Directions for this task -
Within the material below, locate the line with "Each instance of the conifer" and the line with "Each instance of the splintered", then return those two lines and all lines between them, exactly as written.
Top of Supplied material
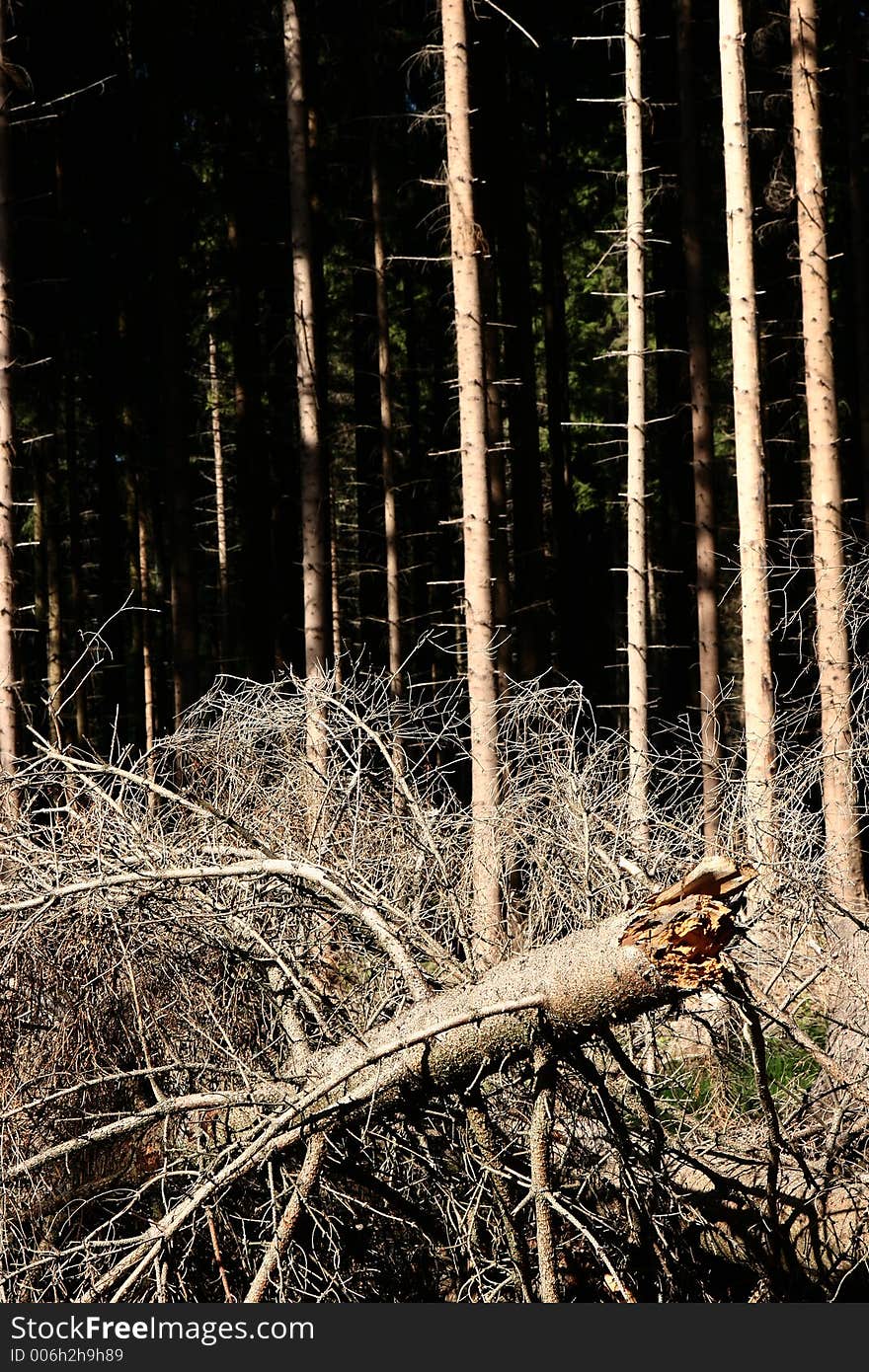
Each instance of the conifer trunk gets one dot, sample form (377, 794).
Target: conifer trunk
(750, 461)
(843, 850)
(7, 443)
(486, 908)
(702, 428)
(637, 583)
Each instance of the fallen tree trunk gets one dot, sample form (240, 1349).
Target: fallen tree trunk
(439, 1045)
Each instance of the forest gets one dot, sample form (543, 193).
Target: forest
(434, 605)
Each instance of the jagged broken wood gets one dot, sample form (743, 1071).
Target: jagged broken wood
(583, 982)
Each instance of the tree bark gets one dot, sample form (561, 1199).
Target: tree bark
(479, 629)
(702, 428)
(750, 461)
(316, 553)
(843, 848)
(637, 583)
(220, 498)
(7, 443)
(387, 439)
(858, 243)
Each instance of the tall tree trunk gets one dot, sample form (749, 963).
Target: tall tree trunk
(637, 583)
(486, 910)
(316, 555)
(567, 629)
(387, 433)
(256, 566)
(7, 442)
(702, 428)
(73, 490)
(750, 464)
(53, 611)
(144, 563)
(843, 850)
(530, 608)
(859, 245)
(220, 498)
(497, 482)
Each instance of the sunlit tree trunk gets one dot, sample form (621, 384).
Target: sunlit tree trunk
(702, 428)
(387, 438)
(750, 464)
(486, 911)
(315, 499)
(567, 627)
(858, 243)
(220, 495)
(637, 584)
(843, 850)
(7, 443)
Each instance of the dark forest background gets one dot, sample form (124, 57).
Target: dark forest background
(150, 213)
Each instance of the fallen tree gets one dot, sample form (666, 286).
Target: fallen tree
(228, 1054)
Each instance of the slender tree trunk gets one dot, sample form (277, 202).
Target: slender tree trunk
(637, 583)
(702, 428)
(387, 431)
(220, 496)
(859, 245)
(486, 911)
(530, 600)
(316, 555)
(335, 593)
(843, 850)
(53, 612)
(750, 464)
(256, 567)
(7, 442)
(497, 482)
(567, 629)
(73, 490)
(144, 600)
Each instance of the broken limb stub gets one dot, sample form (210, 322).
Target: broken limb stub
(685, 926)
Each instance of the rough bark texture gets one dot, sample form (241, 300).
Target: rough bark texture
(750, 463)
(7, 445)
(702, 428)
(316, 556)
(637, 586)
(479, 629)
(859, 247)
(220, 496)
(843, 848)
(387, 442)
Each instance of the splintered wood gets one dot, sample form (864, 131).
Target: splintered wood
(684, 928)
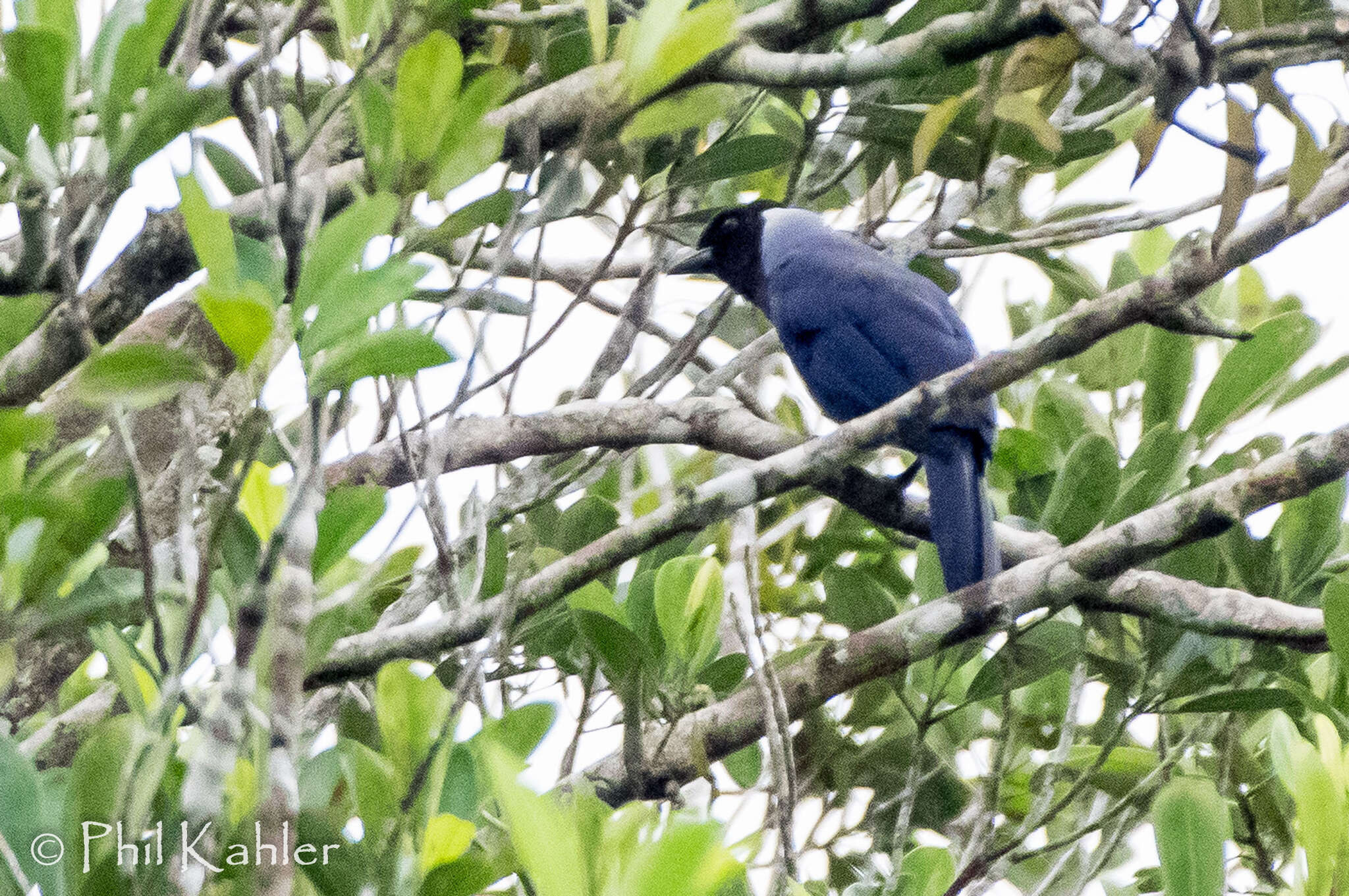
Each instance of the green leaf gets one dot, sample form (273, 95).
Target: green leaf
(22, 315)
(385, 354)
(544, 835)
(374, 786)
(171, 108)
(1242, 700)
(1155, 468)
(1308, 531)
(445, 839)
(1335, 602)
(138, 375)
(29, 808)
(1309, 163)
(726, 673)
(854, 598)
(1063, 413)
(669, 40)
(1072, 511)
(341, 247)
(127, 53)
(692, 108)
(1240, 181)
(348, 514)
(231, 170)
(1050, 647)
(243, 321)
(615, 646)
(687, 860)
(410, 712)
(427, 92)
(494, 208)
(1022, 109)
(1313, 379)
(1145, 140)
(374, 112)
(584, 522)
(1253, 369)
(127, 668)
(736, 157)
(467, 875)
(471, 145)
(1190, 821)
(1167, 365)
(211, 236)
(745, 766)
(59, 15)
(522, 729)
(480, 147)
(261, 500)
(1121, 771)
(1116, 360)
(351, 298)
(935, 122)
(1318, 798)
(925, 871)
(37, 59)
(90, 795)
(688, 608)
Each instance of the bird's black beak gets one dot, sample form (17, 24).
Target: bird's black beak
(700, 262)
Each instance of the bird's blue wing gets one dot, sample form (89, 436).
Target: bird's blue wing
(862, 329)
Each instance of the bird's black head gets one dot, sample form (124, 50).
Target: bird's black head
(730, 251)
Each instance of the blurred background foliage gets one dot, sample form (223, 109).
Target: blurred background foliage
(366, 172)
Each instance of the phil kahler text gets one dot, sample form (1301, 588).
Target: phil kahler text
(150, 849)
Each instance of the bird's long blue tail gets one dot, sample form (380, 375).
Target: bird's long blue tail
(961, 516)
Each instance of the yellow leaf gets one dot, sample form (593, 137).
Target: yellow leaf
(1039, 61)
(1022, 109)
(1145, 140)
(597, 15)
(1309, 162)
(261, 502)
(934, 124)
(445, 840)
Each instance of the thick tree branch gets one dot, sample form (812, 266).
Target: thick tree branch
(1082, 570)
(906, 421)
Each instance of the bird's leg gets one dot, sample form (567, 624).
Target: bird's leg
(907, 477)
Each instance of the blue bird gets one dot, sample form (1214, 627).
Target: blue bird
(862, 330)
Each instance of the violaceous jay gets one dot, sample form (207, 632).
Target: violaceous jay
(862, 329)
Bottom of Supplied material
Top of Supplied material
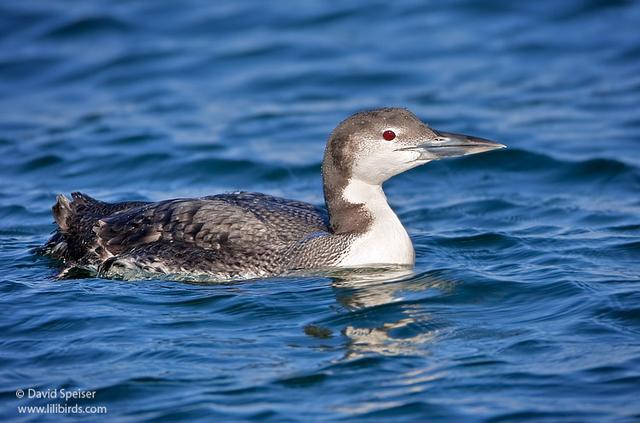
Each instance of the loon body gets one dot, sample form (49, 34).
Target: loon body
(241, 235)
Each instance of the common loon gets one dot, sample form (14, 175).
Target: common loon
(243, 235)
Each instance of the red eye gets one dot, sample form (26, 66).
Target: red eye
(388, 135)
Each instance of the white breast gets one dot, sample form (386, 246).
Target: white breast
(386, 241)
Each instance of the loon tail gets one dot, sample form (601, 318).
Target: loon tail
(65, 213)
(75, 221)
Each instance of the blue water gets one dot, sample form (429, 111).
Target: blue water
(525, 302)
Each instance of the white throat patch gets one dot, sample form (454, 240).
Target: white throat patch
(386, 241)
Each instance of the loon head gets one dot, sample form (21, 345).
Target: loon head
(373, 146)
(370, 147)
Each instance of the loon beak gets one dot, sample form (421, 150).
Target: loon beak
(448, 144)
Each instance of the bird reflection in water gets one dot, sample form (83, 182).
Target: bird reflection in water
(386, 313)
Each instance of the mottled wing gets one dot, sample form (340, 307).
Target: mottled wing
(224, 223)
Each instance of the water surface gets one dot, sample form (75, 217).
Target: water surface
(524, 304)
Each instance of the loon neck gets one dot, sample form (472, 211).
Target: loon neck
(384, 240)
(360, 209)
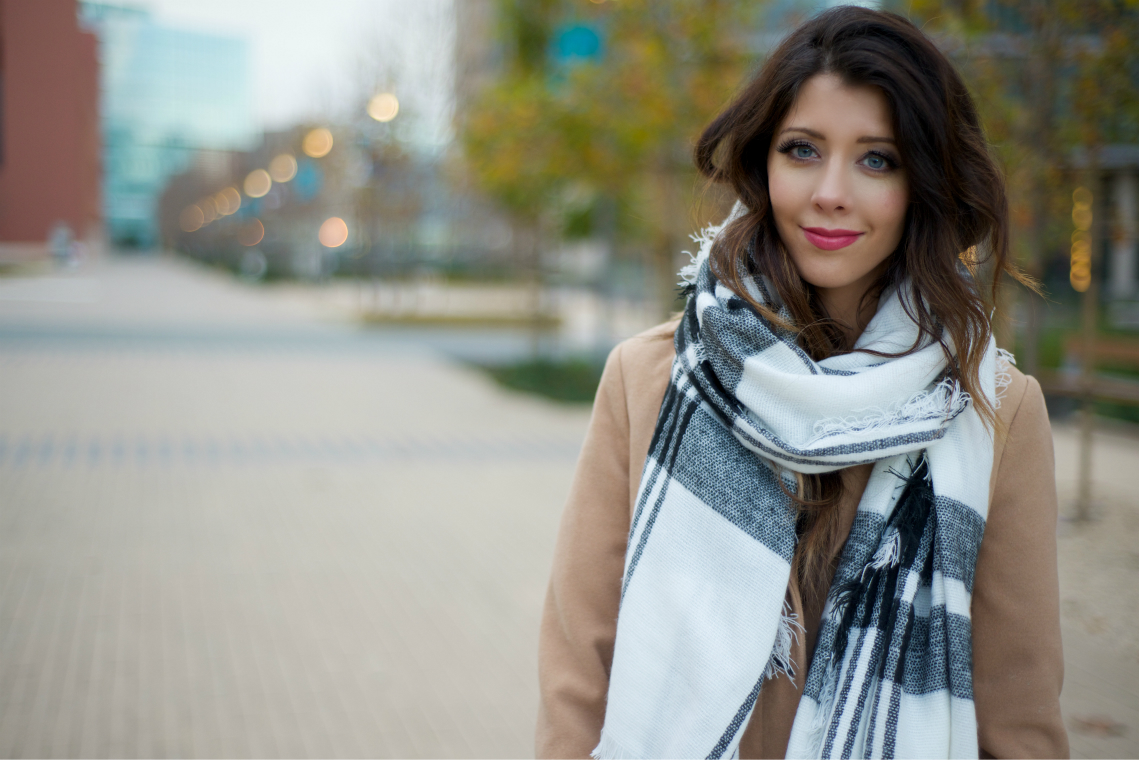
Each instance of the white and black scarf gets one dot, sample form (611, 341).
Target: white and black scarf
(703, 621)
Bottom of Supplied material
Answer section -
Each instance of the conifer trunk gets one dot, sample form (377, 794).
Target: conifer trunk
(750, 461)
(843, 850)
(7, 443)
(486, 908)
(702, 428)
(637, 583)
Each instance of the fallen tree trunk gets one dot, sample form (240, 1349).
Target: fallen tree trunk
(439, 1045)
Each instance of the forest gets one dot, sample form (543, 193).
Target: forest
(434, 605)
Each instance of the jagged broken wood gets one dot, sample form (743, 1071).
Target: jagged broken wood
(583, 982)
Each instance of the tree bark gets one dot, sample form (561, 1199).
Target: tree bark
(479, 629)
(702, 428)
(750, 461)
(316, 553)
(843, 848)
(637, 583)
(220, 498)
(7, 443)
(387, 439)
(858, 243)
Each instance of the tall tree trunk gets one dot, sample form (749, 963).
Target: tall tree trunk
(637, 583)
(486, 910)
(316, 555)
(567, 629)
(387, 433)
(256, 566)
(7, 442)
(702, 428)
(73, 490)
(750, 464)
(53, 611)
(144, 563)
(843, 850)
(530, 608)
(859, 245)
(220, 498)
(497, 482)
Each instance of the sunlit tree trunk gets one dot, sample form (621, 384).
Target: sunlit tree trunk
(702, 428)
(387, 438)
(750, 464)
(486, 911)
(315, 499)
(567, 627)
(858, 243)
(220, 495)
(637, 584)
(843, 850)
(7, 443)
Each instance of the dark forest background gets one dot, sample form (124, 57).
Target: dark forest background
(150, 213)
Each instance of the fallen tree gets one dot, sample form (666, 286).
Target: fallen tree
(228, 1054)
Each instance of the slender tree trunk gets one dot, sample form (277, 202).
Target: slender tree trunk
(637, 583)
(702, 428)
(387, 431)
(220, 496)
(859, 245)
(486, 911)
(530, 600)
(316, 555)
(335, 593)
(843, 850)
(53, 612)
(750, 464)
(256, 567)
(7, 442)
(497, 482)
(567, 629)
(73, 490)
(144, 600)
Each instance of the broken limb stub gets one dot, sample form (210, 322).
Target: broken limb stub
(685, 926)
Each instance of the rough bark texture gets one dot, sample form (241, 300).
Target: rough bark texture
(750, 463)
(7, 445)
(702, 428)
(316, 556)
(637, 586)
(479, 629)
(859, 247)
(220, 496)
(843, 848)
(387, 442)
Each instance of the splintered wood gets one dot, sample form (864, 131).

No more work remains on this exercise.